(Object point labels)
[Begin]
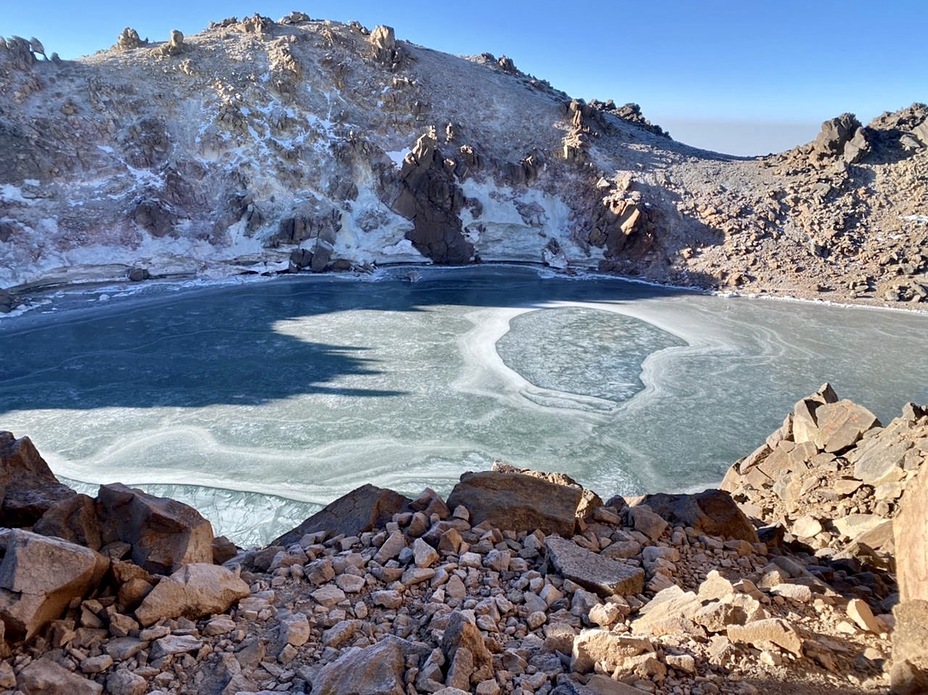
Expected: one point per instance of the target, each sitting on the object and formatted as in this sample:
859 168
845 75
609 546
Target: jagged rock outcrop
833 476
28 488
163 534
[End]
Reproduce every line of the items above, requests included, with each coordinate in the answers multiplied by 0.3 and rounded to a whole number, halves rounding up. Please leave out the pictures, and keep the requests and their sample coordinates unchanged.

• The completed task
Expected: one point per instance of the target, each sitting on the object and formatted as in this sample:
859 168
845 75
609 546
Target: jagged rock outcrop
250 143
8 146
49 160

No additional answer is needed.